● **WHAT NEEDS TO BE DONE**
The range to reproduce runs from the line containing "Target: tree bark" through the last line of the listing below; give exactly those lines and no others.

+ + + + + + +

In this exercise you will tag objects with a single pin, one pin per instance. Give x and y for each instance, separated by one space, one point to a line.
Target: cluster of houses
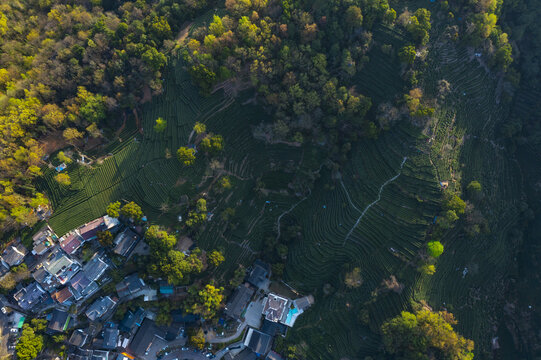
65 287
65 283
278 313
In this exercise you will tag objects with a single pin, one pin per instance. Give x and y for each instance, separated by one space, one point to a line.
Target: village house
148 336
58 322
125 242
132 287
82 286
260 343
275 308
29 296
63 296
95 268
60 266
259 277
43 240
71 242
99 308
78 338
110 337
13 255
132 320
238 301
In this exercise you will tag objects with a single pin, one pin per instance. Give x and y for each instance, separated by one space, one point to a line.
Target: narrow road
239 331
375 201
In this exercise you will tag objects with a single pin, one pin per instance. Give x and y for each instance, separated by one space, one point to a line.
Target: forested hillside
383 156
69 69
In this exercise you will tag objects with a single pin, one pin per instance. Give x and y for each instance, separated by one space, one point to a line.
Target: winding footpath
375 201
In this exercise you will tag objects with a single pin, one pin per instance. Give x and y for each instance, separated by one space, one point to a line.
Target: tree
353 278
216 258
113 209
455 203
63 158
154 59
201 205
428 269
63 179
354 16
199 128
160 125
91 106
72 134
159 240
197 340
105 238
132 210
30 344
407 54
425 335
186 155
206 301
225 183
39 200
435 249
474 187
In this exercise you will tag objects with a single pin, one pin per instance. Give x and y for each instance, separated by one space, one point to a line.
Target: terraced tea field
373 214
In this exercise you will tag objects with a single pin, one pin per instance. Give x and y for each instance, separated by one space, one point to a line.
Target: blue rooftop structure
61 167
167 289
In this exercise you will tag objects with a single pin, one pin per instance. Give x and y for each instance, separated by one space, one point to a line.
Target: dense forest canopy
72 71
65 67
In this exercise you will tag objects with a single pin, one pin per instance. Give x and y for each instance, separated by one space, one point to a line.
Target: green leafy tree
407 54
113 209
216 258
455 203
30 343
186 155
474 187
427 269
353 278
206 301
201 205
92 106
199 128
63 158
435 249
425 335
72 134
160 125
354 16
105 238
159 240
132 210
63 179
154 59
225 183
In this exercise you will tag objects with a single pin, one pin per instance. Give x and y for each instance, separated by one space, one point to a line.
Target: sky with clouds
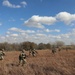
39 21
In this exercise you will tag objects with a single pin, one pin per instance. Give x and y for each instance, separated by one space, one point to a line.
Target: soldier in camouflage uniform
53 50
22 58
34 52
2 54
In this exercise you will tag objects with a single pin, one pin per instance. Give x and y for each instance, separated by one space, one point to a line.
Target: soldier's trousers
23 61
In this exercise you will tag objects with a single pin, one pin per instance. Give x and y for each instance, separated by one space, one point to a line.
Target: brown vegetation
45 63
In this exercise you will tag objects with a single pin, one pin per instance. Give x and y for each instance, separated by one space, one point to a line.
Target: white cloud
22 19
20 30
66 17
24 3
14 35
55 30
0 24
38 21
8 4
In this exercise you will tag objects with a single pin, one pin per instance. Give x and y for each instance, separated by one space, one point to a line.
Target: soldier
2 54
22 58
34 52
53 49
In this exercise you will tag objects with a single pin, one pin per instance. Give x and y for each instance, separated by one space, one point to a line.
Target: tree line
31 45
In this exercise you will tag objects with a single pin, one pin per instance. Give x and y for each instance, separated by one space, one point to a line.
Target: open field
45 63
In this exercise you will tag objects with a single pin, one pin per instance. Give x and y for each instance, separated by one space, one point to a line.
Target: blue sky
37 21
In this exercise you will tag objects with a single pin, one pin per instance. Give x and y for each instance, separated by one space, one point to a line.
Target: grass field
45 63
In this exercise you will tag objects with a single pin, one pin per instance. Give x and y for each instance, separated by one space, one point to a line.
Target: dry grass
45 63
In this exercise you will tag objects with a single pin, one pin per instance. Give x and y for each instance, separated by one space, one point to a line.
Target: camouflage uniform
22 58
2 54
53 49
34 52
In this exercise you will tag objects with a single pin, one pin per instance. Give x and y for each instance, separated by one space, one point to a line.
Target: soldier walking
2 54
22 58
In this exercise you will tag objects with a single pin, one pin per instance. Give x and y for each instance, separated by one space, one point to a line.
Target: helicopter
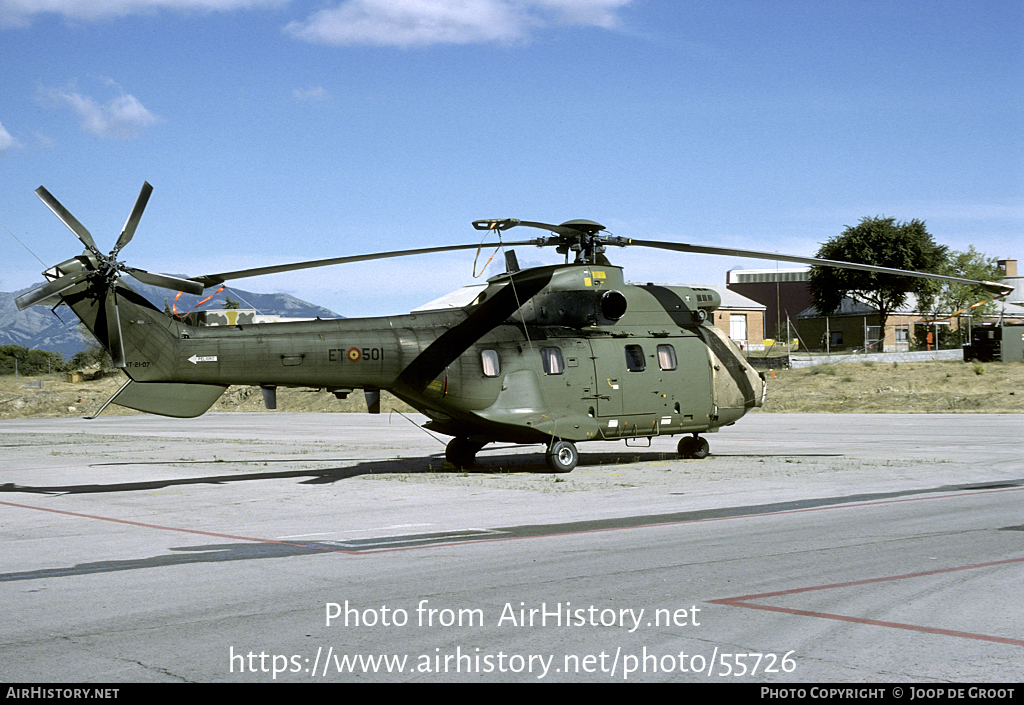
552 356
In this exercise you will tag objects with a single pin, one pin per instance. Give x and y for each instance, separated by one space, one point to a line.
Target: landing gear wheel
462 452
693 448
562 456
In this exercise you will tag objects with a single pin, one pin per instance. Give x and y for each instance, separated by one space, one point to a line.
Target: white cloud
421 23
123 117
19 12
6 140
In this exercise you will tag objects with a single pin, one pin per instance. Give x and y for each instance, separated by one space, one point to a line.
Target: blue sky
284 130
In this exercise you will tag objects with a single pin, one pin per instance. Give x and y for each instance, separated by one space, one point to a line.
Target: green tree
882 242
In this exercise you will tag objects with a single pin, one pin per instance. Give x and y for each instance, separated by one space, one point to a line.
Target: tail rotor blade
136 213
67 218
50 289
114 341
166 281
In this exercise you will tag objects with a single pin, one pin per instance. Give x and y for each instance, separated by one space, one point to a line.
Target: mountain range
58 331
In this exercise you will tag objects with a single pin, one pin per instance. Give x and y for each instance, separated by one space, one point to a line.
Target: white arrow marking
196 360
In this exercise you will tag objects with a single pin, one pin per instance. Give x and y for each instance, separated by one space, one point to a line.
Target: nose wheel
693 448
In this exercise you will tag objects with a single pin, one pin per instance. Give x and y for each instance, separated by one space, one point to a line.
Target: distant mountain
37 328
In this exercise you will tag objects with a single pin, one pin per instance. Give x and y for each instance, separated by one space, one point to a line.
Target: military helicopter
553 355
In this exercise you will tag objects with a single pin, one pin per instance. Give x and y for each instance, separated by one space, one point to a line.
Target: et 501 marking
354 355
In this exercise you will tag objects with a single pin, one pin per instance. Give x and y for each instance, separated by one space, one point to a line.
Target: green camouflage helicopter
550 355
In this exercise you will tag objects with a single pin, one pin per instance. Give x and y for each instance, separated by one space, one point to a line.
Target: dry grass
899 387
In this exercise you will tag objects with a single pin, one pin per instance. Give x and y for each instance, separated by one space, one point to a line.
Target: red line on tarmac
744 600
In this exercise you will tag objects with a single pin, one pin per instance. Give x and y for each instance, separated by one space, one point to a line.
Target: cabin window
492 363
634 359
552 358
667 357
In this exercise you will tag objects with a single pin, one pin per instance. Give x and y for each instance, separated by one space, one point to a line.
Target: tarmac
339 547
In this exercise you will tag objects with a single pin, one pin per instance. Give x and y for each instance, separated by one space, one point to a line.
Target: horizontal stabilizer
168 399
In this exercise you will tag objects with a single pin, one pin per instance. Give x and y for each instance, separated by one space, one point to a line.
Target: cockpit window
491 363
634 359
552 358
667 357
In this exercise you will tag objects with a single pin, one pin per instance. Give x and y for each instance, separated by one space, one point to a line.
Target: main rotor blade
128 232
57 286
166 281
67 218
213 280
993 287
114 341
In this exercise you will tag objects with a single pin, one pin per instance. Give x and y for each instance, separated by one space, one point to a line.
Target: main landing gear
561 456
693 448
462 452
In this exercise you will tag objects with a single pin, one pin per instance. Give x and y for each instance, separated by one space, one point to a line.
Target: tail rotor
101 270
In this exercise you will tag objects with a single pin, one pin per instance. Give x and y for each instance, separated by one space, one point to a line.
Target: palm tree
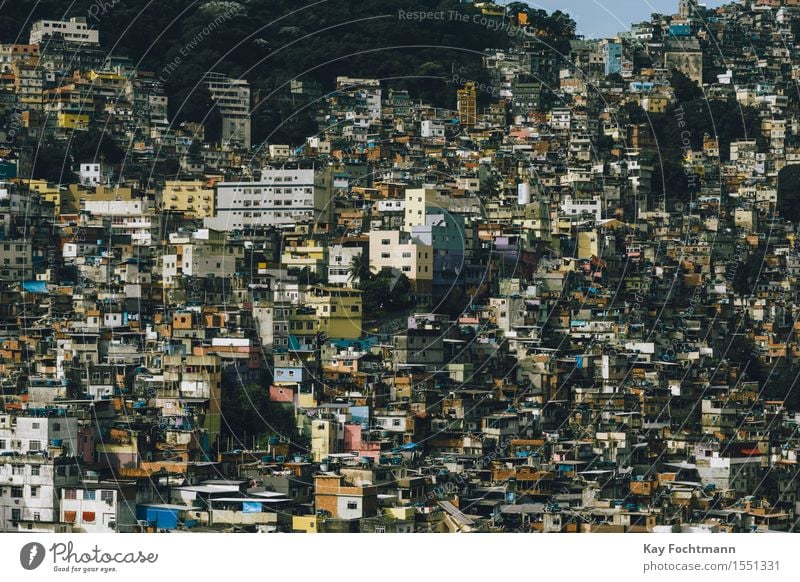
359 269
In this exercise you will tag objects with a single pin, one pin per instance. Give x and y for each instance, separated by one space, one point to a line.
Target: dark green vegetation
247 413
270 43
684 126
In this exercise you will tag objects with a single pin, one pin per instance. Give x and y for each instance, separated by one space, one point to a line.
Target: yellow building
308 253
48 191
468 104
417 200
188 196
339 311
73 121
304 524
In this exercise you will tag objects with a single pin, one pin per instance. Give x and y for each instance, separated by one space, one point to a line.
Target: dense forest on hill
270 42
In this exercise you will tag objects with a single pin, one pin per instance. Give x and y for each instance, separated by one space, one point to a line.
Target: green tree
247 412
789 192
685 89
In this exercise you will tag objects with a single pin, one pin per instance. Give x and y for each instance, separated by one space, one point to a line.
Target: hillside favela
393 266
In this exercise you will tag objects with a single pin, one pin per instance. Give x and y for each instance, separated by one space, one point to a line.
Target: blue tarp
251 507
38 287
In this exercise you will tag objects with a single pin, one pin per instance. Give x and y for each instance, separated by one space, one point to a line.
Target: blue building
612 56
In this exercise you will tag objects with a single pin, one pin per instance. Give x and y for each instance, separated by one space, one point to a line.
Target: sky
605 18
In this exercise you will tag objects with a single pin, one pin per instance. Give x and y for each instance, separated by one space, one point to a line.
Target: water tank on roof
523 193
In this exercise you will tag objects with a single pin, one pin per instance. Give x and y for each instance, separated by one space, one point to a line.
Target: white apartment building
24 434
98 508
340 262
94 174
29 486
232 97
74 30
281 197
394 250
417 200
128 217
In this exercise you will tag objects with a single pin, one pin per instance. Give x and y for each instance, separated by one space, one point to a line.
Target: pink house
281 393
353 443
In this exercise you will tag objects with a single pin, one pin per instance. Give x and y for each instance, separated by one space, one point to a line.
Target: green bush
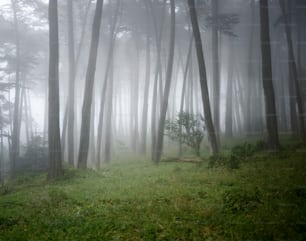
219 160
35 158
188 129
241 200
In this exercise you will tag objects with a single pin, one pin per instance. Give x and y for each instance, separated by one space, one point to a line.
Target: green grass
265 199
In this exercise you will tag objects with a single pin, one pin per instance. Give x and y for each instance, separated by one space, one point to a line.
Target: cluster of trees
119 69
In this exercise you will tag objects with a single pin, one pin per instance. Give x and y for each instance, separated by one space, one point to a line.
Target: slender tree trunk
108 121
271 120
216 69
105 82
16 118
157 75
162 118
229 93
1 145
184 90
64 130
203 79
55 162
89 82
143 148
293 69
250 77
71 94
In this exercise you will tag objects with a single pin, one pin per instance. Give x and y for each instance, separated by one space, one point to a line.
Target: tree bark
216 69
203 79
143 147
89 82
14 152
55 161
105 82
293 69
271 120
71 94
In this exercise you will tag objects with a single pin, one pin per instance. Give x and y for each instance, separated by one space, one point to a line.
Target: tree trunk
229 92
162 118
216 69
16 118
55 162
71 94
184 90
250 77
271 120
143 147
203 79
157 75
293 69
105 83
89 82
109 112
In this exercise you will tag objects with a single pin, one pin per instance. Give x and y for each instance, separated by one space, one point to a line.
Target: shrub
35 158
240 200
187 128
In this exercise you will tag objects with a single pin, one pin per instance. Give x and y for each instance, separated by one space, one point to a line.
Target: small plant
231 161
35 157
240 200
187 128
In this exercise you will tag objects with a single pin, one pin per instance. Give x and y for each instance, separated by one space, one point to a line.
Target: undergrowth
262 200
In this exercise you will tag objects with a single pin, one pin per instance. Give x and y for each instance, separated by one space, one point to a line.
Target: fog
121 83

+ + + + + + +

● **TASK SOLUTION**
Target: tree bark
216 69
203 79
143 147
89 82
14 152
55 161
105 82
293 69
271 120
71 94
In this exercise you will tag objects with a single pin, one pin per instance. Give x and y for each instance, separated by one space, one point to a line.
Target: tree trunk
229 92
162 118
216 69
16 118
55 162
71 94
184 90
250 77
271 120
143 147
203 79
157 75
293 69
105 83
89 82
109 112
In this exercise you will tag objects with a single pin, one pin per instance. Give x and y for each instance, separated by one space, one point to a line.
Target: shrub
35 158
240 200
187 128
In this exercise you will tag objects with a single pin, one pin per instance. Give x and y for each instance, separated by one space, one point to a line.
Target: small plant
231 161
35 157
240 200
187 128
In this exercise you will tag objects with a single pin, one pin per instance. Give x and y for each instance, separated by one space, one point to a line.
Target: undergrowth
262 200
In this exercise you will tag objects with a single pin, one pin per instance. Give x and y for each instance, separated by one space, one point to a line.
Target: fog
121 83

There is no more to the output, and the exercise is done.